TASK REQUIREMENTS: The required output is the stretch from the line containing "Objective — drop a marker on each instance of the blurred" through the line containing "point: dark coniferous forest" in the records below, unaltered and with no pictures.

##############################

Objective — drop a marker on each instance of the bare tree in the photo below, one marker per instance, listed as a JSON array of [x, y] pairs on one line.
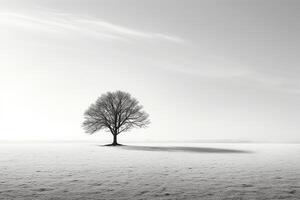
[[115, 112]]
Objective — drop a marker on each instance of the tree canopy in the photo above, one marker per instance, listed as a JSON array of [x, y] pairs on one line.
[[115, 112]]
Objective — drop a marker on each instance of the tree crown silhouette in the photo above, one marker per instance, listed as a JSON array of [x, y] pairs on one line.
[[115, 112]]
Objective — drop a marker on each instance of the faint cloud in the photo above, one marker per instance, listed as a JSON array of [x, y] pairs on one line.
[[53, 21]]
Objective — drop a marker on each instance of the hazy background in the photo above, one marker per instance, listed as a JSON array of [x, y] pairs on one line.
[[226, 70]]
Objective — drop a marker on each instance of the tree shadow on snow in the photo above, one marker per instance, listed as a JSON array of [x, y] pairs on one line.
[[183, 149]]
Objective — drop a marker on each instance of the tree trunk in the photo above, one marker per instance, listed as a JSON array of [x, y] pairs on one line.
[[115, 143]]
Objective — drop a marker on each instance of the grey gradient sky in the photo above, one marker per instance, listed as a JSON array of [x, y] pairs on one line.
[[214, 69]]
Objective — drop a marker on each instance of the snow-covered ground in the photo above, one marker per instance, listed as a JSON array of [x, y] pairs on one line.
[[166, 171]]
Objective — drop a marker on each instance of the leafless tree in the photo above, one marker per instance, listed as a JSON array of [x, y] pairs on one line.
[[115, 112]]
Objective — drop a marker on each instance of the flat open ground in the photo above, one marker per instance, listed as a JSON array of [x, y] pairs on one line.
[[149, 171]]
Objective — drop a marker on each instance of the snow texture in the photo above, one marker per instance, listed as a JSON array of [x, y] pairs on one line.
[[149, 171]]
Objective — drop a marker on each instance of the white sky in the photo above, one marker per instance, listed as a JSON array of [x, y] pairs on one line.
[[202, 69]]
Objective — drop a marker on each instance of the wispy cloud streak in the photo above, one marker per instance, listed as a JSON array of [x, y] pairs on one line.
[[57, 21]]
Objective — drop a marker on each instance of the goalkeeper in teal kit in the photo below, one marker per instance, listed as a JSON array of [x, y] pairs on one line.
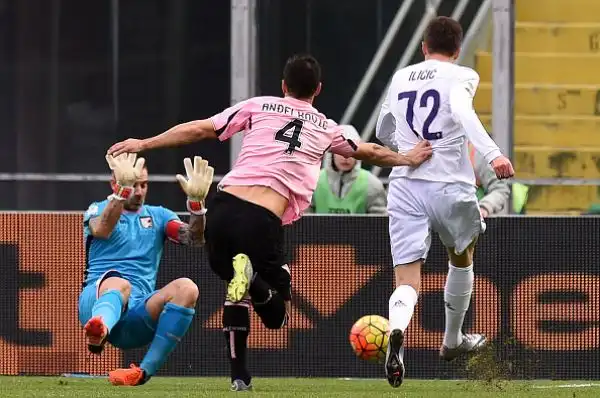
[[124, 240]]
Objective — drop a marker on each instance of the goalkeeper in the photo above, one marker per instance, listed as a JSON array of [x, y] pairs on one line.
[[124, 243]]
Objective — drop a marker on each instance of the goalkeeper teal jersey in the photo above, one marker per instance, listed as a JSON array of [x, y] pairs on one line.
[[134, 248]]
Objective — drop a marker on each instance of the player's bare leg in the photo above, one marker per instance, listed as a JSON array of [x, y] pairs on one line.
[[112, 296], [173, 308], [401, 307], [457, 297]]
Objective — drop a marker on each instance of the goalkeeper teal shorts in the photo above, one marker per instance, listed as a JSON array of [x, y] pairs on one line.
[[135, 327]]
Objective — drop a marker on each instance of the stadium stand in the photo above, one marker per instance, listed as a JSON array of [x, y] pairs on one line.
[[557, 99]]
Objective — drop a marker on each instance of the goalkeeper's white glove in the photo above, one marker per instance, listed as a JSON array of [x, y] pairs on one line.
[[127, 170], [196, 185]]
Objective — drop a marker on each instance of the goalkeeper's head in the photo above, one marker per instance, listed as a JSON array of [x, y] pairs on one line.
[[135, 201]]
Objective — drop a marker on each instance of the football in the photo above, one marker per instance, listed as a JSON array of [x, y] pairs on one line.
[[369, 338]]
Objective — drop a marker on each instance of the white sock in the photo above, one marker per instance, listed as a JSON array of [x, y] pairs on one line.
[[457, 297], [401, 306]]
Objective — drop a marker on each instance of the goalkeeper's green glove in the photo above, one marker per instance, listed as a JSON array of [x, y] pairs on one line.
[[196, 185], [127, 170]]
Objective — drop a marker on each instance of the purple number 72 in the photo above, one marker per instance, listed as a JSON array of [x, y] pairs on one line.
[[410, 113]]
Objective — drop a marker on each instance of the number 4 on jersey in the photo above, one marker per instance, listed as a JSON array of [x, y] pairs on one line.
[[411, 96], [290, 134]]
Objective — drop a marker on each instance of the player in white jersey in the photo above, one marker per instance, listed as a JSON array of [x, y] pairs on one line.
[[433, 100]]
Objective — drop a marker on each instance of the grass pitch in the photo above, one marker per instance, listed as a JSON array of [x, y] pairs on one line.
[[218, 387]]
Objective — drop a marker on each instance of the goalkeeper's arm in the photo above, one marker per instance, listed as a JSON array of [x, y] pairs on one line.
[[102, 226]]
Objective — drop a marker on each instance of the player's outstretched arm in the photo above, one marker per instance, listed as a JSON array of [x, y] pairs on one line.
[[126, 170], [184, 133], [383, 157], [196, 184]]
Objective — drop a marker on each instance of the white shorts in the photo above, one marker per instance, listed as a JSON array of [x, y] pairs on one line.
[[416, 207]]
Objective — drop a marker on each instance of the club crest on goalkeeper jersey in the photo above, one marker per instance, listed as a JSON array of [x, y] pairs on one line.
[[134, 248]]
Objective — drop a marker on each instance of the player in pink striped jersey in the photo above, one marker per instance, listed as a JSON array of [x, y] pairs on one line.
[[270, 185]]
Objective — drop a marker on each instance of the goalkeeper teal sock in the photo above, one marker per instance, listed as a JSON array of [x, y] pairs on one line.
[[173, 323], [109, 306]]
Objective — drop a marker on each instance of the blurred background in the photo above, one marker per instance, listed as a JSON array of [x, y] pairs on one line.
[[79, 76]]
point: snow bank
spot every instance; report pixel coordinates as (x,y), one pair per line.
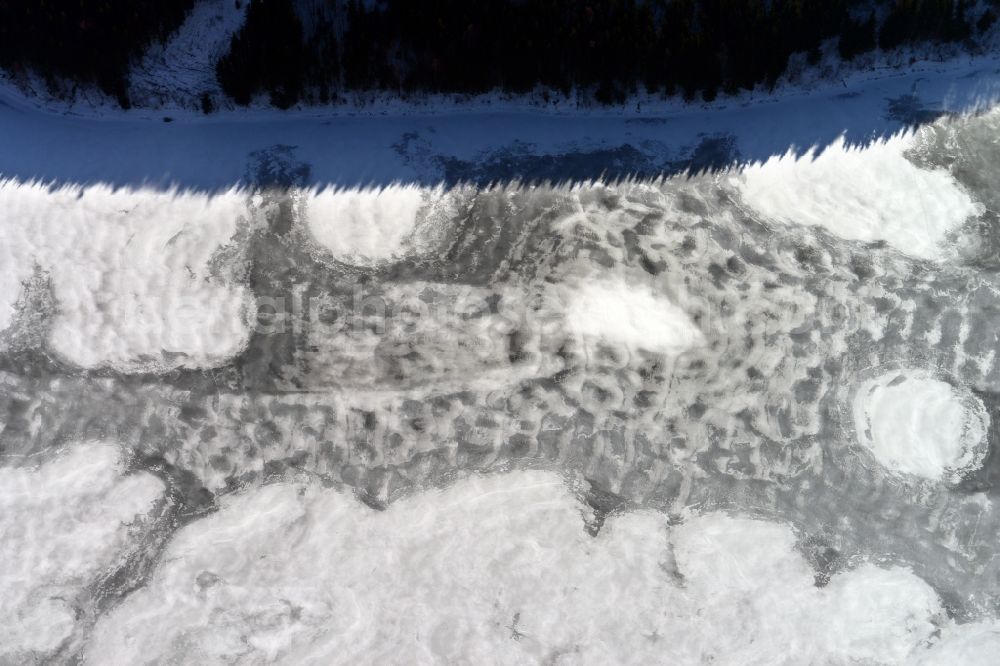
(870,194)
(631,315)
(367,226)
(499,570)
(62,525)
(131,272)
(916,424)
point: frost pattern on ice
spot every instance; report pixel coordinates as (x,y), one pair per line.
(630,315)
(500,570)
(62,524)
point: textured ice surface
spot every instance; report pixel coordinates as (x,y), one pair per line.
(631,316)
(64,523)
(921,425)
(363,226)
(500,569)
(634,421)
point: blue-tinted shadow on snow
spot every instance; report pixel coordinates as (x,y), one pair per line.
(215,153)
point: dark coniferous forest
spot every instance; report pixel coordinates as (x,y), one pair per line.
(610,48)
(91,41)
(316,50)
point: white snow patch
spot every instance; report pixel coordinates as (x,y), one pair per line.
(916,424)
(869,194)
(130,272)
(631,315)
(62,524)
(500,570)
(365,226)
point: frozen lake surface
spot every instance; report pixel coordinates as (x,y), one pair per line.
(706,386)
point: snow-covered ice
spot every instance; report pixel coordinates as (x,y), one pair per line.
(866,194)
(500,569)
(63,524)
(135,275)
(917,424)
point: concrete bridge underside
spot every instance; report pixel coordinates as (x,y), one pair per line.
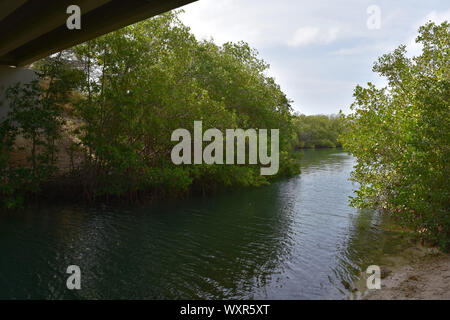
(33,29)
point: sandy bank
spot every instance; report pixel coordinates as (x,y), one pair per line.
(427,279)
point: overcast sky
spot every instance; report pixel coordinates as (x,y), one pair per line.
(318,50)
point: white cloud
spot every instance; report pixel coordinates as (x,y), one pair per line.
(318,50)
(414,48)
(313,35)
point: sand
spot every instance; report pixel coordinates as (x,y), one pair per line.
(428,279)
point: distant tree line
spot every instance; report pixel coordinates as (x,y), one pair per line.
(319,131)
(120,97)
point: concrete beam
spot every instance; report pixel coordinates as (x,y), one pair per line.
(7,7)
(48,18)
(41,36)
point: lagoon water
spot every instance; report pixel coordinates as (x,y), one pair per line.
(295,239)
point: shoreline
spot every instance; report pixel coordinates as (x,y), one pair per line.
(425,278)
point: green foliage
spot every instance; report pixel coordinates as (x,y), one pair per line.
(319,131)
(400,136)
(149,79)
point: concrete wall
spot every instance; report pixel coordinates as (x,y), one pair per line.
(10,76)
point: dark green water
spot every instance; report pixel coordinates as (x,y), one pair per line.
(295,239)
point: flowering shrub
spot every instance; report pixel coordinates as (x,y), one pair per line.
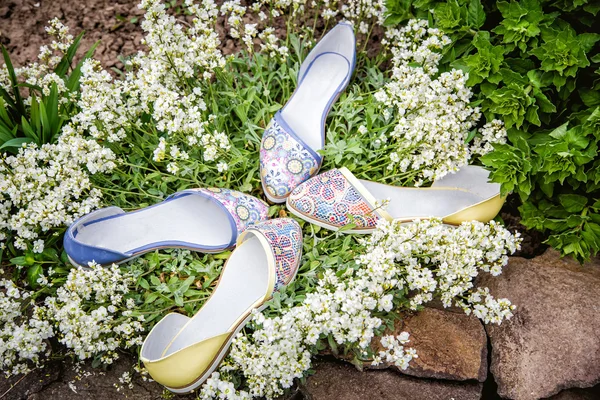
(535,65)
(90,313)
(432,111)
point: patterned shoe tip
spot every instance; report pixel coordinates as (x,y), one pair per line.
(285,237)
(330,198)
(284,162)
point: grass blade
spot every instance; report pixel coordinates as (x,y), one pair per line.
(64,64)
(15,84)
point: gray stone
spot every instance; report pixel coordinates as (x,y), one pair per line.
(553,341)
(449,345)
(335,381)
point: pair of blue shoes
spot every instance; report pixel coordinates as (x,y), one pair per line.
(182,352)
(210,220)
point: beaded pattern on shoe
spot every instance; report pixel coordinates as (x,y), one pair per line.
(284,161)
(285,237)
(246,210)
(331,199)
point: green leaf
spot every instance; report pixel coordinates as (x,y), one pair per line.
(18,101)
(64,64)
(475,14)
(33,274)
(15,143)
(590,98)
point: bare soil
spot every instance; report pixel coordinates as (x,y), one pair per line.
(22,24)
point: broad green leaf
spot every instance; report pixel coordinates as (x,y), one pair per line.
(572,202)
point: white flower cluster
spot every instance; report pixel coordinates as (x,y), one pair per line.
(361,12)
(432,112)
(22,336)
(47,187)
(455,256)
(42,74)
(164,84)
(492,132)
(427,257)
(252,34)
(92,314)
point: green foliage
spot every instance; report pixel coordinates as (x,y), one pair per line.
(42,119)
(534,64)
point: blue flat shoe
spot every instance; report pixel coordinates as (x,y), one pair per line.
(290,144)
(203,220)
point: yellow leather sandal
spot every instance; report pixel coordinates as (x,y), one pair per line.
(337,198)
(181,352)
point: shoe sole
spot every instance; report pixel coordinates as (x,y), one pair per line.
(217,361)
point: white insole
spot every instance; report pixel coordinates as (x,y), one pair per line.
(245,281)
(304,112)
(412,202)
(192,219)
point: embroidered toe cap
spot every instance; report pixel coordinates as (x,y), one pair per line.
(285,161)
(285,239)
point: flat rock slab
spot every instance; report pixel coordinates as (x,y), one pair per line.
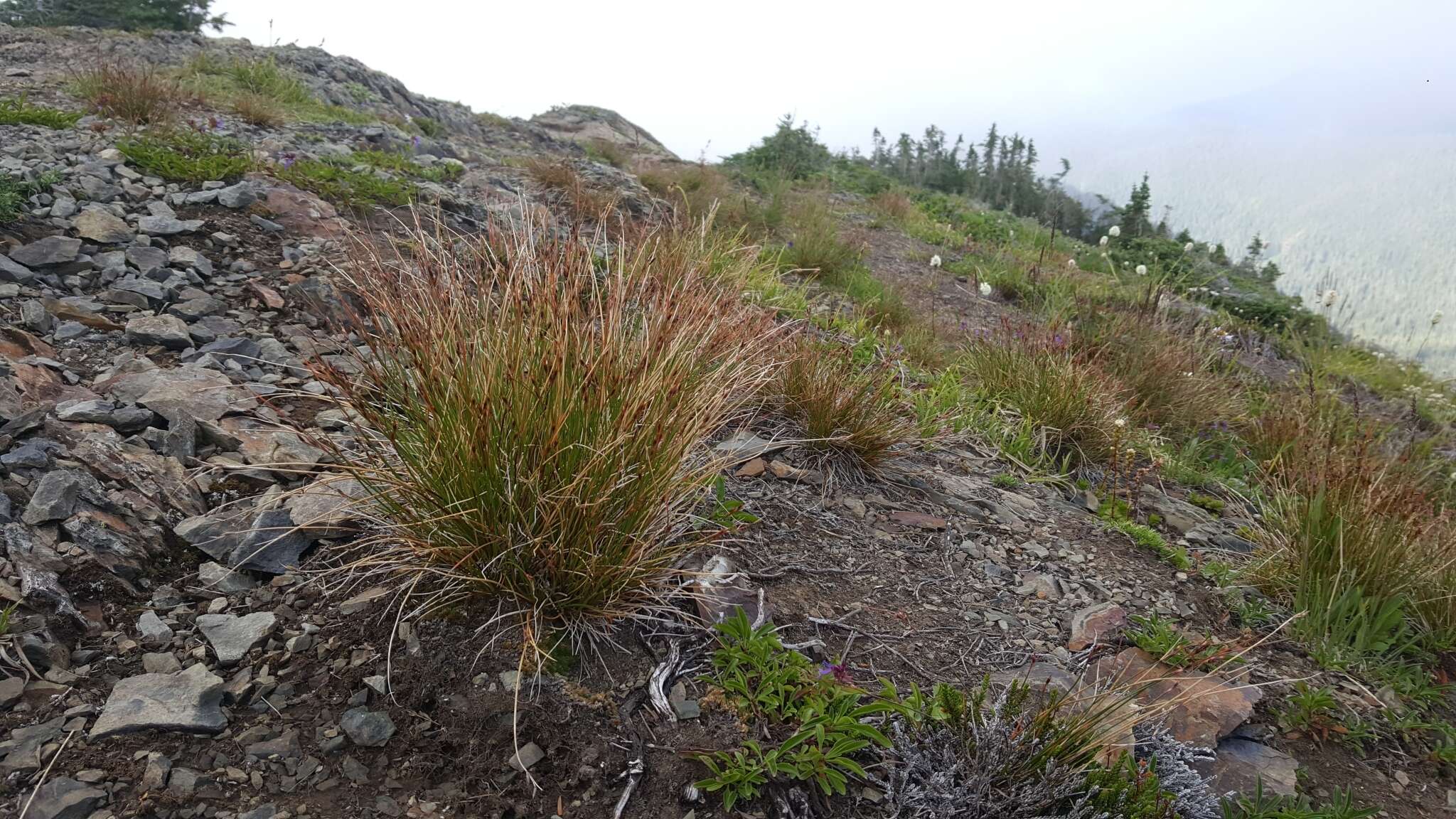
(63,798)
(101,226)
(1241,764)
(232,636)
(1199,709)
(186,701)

##############################

ANSWER BELOW:
Objective — drop a marker on each instance of the blurred background in the photo above, one marker per instance, listed as a JSON array of [x, y] pairs on one line.
[[79, 76]]
point: snow bank
spot every instance; report pixel coordinates as (x,y), one pair per line.
(870,194)
(631,315)
(367,226)
(499,570)
(62,525)
(131,272)
(916,424)
point: frost pattern on ice
spot every instance; report pixel coordinates as (x,y), one pair per line.
(630,315)
(500,570)
(62,524)
point: textured ice surface
spot every instance; report pixel coordinates as (x,y), one pair per line.
(631,316)
(64,523)
(921,425)
(363,226)
(500,569)
(634,421)
point: blue-tinted shadow on snow
spot every instance; report pixel coordinates as (x,y), one pair per line.
(215,153)
point: dark coniferous forest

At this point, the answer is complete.